>> START EXERCISE MATERIALS

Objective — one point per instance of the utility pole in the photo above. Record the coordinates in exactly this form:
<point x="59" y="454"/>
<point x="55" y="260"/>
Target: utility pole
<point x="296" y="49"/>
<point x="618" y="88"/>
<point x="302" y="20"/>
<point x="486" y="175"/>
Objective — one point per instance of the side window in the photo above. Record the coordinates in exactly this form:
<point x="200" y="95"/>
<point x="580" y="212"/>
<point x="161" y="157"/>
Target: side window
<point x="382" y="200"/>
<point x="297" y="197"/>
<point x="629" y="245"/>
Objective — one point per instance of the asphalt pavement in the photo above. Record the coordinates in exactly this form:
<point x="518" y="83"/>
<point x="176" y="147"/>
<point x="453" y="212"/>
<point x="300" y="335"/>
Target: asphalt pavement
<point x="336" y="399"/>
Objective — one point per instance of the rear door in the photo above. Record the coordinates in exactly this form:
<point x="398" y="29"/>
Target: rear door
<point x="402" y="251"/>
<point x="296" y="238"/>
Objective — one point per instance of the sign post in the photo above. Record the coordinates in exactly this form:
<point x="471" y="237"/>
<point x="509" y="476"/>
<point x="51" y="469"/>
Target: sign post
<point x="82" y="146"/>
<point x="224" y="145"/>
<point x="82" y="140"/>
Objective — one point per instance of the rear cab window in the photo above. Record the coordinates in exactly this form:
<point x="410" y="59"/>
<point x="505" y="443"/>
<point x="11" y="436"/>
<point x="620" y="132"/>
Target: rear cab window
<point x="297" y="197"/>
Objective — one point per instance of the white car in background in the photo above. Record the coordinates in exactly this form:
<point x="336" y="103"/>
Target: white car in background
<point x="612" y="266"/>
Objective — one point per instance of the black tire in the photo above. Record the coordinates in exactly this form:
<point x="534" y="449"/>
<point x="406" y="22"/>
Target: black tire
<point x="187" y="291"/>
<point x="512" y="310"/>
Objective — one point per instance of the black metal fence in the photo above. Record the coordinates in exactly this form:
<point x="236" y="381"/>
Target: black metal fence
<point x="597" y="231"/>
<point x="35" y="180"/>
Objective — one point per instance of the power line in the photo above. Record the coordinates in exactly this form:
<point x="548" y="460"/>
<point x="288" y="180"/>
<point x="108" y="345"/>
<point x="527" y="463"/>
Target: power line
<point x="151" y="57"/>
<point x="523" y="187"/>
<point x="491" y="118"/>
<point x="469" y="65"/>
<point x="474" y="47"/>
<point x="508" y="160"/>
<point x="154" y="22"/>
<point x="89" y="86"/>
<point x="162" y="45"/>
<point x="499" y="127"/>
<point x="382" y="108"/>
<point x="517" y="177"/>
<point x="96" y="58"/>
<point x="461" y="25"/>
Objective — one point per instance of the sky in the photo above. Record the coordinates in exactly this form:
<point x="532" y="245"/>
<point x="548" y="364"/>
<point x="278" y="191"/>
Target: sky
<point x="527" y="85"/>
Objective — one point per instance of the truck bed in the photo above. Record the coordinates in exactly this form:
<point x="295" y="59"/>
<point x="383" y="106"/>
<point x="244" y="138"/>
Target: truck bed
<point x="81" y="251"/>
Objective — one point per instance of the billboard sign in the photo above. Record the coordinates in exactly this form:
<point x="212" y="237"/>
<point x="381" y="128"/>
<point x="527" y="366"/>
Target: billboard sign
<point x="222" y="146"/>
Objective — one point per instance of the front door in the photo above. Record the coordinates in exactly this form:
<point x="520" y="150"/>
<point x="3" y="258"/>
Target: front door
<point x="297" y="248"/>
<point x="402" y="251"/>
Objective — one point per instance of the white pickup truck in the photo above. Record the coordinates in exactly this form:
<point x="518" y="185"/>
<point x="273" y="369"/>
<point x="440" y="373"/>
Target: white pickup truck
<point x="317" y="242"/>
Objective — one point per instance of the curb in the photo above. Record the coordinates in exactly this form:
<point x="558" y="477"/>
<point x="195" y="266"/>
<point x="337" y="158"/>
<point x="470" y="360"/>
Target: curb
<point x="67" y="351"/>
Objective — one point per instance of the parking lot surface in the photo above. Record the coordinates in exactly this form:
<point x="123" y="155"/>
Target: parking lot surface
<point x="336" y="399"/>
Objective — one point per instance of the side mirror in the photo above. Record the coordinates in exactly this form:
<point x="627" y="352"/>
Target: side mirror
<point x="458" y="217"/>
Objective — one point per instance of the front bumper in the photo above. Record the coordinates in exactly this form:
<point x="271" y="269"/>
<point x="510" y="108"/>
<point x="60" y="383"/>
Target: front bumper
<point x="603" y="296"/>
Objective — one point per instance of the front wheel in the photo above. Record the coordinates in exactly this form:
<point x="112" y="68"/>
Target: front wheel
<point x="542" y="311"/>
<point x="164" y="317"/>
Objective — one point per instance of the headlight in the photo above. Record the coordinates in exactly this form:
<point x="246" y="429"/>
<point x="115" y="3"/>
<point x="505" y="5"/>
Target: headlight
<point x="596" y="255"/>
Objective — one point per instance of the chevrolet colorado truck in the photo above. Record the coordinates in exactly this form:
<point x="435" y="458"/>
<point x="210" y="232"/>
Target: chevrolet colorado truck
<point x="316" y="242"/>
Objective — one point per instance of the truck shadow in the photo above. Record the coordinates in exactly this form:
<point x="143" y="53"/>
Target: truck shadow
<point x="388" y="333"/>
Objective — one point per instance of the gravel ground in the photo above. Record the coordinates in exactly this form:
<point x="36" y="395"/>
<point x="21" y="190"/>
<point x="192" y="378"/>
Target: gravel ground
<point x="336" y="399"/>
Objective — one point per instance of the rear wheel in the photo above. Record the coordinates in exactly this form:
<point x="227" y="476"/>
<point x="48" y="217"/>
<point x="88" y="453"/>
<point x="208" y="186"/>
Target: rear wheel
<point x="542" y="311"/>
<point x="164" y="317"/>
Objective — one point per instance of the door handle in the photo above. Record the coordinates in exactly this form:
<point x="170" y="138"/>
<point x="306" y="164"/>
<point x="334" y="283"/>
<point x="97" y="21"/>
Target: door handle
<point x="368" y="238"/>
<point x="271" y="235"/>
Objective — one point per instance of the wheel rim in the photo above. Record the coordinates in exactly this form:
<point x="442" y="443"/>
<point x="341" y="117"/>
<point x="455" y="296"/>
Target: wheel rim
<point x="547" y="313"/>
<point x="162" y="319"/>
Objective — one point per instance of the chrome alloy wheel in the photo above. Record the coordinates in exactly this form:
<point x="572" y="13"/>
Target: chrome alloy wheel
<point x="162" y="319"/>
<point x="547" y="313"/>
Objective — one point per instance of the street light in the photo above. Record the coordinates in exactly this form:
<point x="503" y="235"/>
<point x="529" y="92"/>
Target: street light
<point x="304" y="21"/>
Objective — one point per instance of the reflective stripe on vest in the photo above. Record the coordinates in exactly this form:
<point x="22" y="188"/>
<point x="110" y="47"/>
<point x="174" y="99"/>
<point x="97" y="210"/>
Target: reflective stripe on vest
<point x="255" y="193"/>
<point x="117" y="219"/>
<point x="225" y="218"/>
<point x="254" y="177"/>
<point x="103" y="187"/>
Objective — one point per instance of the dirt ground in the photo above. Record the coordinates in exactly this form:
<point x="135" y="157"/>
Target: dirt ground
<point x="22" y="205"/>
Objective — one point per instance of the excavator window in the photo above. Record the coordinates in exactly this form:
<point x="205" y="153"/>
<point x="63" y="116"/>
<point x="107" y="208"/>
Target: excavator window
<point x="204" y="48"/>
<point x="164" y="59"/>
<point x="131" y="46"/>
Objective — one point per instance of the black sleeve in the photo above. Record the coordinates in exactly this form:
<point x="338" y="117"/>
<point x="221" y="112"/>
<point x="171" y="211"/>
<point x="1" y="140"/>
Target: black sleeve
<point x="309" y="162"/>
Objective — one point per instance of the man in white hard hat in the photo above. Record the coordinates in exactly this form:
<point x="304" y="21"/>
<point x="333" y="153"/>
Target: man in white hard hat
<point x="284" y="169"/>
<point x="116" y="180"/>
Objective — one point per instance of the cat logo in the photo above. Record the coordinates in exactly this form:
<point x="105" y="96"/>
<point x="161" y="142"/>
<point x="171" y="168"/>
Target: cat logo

>> END EXERCISE MATERIALS

◆ AIM OF THE TASK ◆
Can you repeat everything from the line containing "Objective — one point per instance of the black sleeve" down to the end of the material, word for word?

◆ SOLUTION FOR THIS PROBLEM ◆
Objective — one point per instance of the black sleeve in the photo above. Record the coordinates in exactly this form:
<point x="338" y="117"/>
<point x="221" y="112"/>
<point x="171" y="211"/>
<point x="1" y="140"/>
Target: black sleeve
<point x="309" y="162"/>
Objective — one point per instance of the man in white hard hat in the photo above. Record the coordinates in exactly this form:
<point x="304" y="21"/>
<point x="333" y="153"/>
Target: man in white hard hat
<point x="284" y="169"/>
<point x="116" y="180"/>
Objective — one point per instance of the cat logo in the photo above. Record the coordinates in exactly this form:
<point x="105" y="96"/>
<point x="161" y="142"/>
<point x="171" y="168"/>
Target: cat logo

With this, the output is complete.